> _WORK TO BE COMPLETED_: Your output must be the line containing "Detect tree trunk." followed by every later line in the entries below, all copied exactly.

Stored data entries:
================================
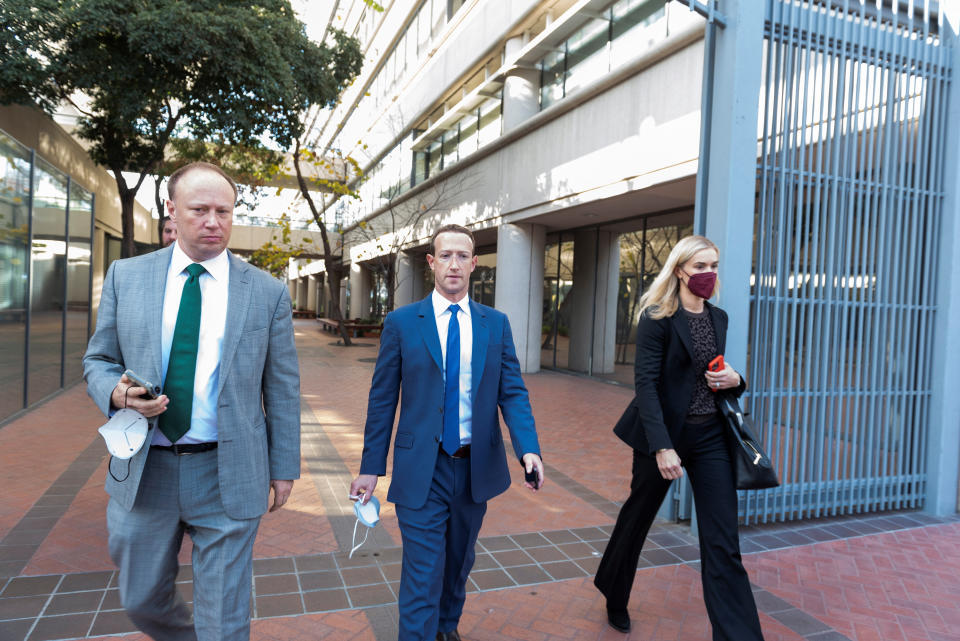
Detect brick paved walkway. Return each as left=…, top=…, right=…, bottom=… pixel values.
left=1, top=319, right=958, bottom=641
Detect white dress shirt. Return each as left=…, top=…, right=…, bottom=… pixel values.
left=153, top=242, right=230, bottom=445
left=432, top=289, right=473, bottom=445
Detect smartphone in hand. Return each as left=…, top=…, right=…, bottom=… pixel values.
left=708, top=355, right=724, bottom=373
left=123, top=369, right=161, bottom=399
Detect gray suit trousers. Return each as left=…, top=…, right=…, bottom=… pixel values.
left=108, top=448, right=260, bottom=641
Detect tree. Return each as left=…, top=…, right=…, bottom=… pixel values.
left=349, top=173, right=475, bottom=314
left=248, top=212, right=313, bottom=280
left=1, top=0, right=363, bottom=257
left=292, top=144, right=360, bottom=346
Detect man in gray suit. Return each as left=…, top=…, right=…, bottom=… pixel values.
left=83, top=162, right=300, bottom=640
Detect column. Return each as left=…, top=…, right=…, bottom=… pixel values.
left=502, top=36, right=540, bottom=133
left=306, top=275, right=318, bottom=314
left=494, top=223, right=545, bottom=373
left=699, top=0, right=765, bottom=373
left=349, top=262, right=371, bottom=319
left=567, top=230, right=619, bottom=375
left=394, top=252, right=416, bottom=308
left=926, top=5, right=960, bottom=515
left=296, top=276, right=308, bottom=312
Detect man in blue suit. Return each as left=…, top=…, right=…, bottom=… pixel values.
left=350, top=224, right=544, bottom=641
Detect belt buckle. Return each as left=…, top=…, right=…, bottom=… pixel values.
left=171, top=444, right=191, bottom=456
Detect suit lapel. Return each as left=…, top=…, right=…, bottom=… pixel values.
left=417, top=296, right=443, bottom=373
left=469, top=300, right=488, bottom=400
left=149, top=247, right=173, bottom=383
left=216, top=252, right=252, bottom=399
left=670, top=310, right=696, bottom=361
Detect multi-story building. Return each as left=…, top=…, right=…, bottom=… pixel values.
left=293, top=0, right=960, bottom=523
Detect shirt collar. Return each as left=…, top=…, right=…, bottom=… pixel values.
left=170, top=241, right=230, bottom=282
left=431, top=289, right=470, bottom=319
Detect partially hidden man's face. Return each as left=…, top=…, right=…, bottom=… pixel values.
left=161, top=220, right=177, bottom=247
left=166, top=169, right=234, bottom=262
left=427, top=232, right=477, bottom=301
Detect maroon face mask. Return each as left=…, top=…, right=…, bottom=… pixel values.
left=682, top=271, right=717, bottom=299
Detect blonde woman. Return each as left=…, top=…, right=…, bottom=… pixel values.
left=594, top=235, right=765, bottom=640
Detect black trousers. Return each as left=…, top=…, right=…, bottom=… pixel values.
left=594, top=415, right=764, bottom=641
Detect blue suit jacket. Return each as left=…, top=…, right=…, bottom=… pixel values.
left=359, top=296, right=541, bottom=509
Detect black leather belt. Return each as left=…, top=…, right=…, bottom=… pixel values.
left=440, top=444, right=471, bottom=459
left=151, top=442, right=218, bottom=456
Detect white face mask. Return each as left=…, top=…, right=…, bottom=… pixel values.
left=349, top=496, right=381, bottom=558
left=98, top=408, right=149, bottom=459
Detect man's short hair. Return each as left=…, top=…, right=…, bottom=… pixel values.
left=167, top=162, right=238, bottom=202
left=430, top=224, right=474, bottom=254
left=160, top=215, right=172, bottom=226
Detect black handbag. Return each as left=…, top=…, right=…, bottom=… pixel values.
left=718, top=395, right=780, bottom=490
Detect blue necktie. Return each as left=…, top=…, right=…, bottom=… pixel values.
left=443, top=304, right=461, bottom=455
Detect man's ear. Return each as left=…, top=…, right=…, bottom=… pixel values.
left=165, top=199, right=176, bottom=221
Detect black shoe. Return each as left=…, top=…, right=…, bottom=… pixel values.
left=606, top=607, right=631, bottom=633
left=436, top=630, right=462, bottom=641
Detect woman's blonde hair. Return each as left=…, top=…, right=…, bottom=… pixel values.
left=638, top=235, right=720, bottom=320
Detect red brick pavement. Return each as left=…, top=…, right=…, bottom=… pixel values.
left=4, top=320, right=960, bottom=641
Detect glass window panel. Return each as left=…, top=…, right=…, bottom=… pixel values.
left=565, top=18, right=611, bottom=96
left=477, top=96, right=502, bottom=147
left=441, top=127, right=459, bottom=169
left=431, top=0, right=445, bottom=37
left=611, top=0, right=668, bottom=69
left=0, top=130, right=31, bottom=419
left=478, top=96, right=502, bottom=148
left=64, top=185, right=93, bottom=384
left=29, top=158, right=68, bottom=405
left=427, top=140, right=442, bottom=177
left=541, top=239, right=574, bottom=370
left=457, top=111, right=479, bottom=159
left=406, top=24, right=418, bottom=69
left=448, top=0, right=466, bottom=20
left=540, top=50, right=565, bottom=109
left=417, top=3, right=431, bottom=53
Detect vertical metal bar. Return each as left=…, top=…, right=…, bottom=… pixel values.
left=769, top=0, right=793, bottom=522
left=793, top=0, right=816, bottom=518
left=843, top=0, right=870, bottom=512
left=24, top=148, right=35, bottom=410
left=61, top=176, right=71, bottom=389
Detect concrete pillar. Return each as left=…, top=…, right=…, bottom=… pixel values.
left=349, top=262, right=371, bottom=319
left=494, top=223, right=545, bottom=373
left=698, top=0, right=764, bottom=375
left=395, top=252, right=416, bottom=308
left=306, top=275, right=318, bottom=313
left=926, top=5, right=960, bottom=515
left=567, top=230, right=619, bottom=375
left=296, top=277, right=308, bottom=311
left=502, top=36, right=540, bottom=132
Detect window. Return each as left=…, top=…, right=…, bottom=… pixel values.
left=565, top=17, right=611, bottom=96
left=540, top=50, right=565, bottom=109
left=477, top=95, right=502, bottom=148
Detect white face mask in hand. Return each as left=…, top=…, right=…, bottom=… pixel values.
left=98, top=408, right=149, bottom=459
left=349, top=496, right=381, bottom=558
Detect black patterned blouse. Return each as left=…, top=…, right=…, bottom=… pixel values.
left=683, top=308, right=719, bottom=421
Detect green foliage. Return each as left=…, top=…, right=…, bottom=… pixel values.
left=248, top=213, right=312, bottom=279
left=0, top=0, right=363, bottom=255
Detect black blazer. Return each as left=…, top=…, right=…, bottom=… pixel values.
left=613, top=301, right=746, bottom=455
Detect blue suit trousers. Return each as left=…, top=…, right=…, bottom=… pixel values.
left=395, top=453, right=487, bottom=641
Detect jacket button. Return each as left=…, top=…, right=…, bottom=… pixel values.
left=434, top=435, right=440, bottom=442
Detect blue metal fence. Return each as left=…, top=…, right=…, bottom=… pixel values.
left=745, top=0, right=950, bottom=523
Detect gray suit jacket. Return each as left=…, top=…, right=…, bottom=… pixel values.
left=83, top=245, right=300, bottom=520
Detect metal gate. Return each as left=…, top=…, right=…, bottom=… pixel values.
left=744, top=1, right=951, bottom=523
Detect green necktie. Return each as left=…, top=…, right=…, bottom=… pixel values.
left=159, top=263, right=206, bottom=443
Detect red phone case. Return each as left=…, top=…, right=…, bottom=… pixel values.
left=708, top=355, right=724, bottom=372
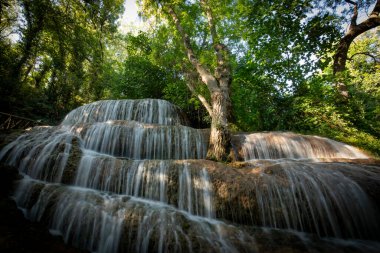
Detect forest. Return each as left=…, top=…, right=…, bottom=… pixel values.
left=1, top=0, right=379, bottom=156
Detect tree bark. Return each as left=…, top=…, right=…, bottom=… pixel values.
left=208, top=90, right=232, bottom=161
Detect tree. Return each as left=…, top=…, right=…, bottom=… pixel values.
left=232, top=0, right=342, bottom=131
left=0, top=0, right=124, bottom=121
left=116, top=30, right=209, bottom=128
left=344, top=28, right=380, bottom=135
left=112, top=56, right=166, bottom=99
left=141, top=0, right=234, bottom=161
left=333, top=0, right=380, bottom=74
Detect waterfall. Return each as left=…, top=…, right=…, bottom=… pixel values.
left=233, top=132, right=368, bottom=160
left=178, top=164, right=215, bottom=218
left=14, top=177, right=255, bottom=253
left=0, top=126, right=80, bottom=183
left=74, top=121, right=208, bottom=159
left=1, top=98, right=379, bottom=253
left=254, top=161, right=380, bottom=239
left=61, top=99, right=189, bottom=126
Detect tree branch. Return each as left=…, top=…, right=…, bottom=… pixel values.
left=343, top=0, right=357, bottom=7
left=348, top=51, right=380, bottom=63
left=371, top=0, right=380, bottom=16
left=348, top=1, right=358, bottom=27
left=333, top=0, right=380, bottom=73
left=353, top=1, right=380, bottom=34
left=199, top=0, right=219, bottom=44
left=199, top=0, right=231, bottom=89
left=164, top=5, right=219, bottom=93
left=184, top=74, right=213, bottom=115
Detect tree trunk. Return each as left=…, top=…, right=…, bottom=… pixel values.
left=333, top=35, right=355, bottom=74
left=207, top=90, right=232, bottom=161
left=332, top=0, right=380, bottom=98
left=333, top=0, right=380, bottom=74
left=333, top=35, right=354, bottom=98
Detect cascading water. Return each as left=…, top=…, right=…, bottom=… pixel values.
left=1, top=98, right=380, bottom=253
left=254, top=161, right=379, bottom=239
left=232, top=132, right=368, bottom=160
left=74, top=121, right=208, bottom=159
left=61, top=99, right=188, bottom=126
================================
> _EXERCISE SOLUTION_:
Detect tree trunk. Return each as left=…, top=…, right=…, bottom=… pixel values.
left=333, top=35, right=355, bottom=74
left=207, top=90, right=232, bottom=161
left=332, top=0, right=380, bottom=98
left=333, top=0, right=380, bottom=74
left=333, top=35, right=354, bottom=98
Detect cascading water. Return each as left=…, top=…, right=…, bottom=… pixel values.
left=1, top=98, right=380, bottom=253
left=254, top=161, right=379, bottom=239
left=232, top=132, right=368, bottom=160
left=74, top=121, right=208, bottom=159
left=61, top=99, right=188, bottom=126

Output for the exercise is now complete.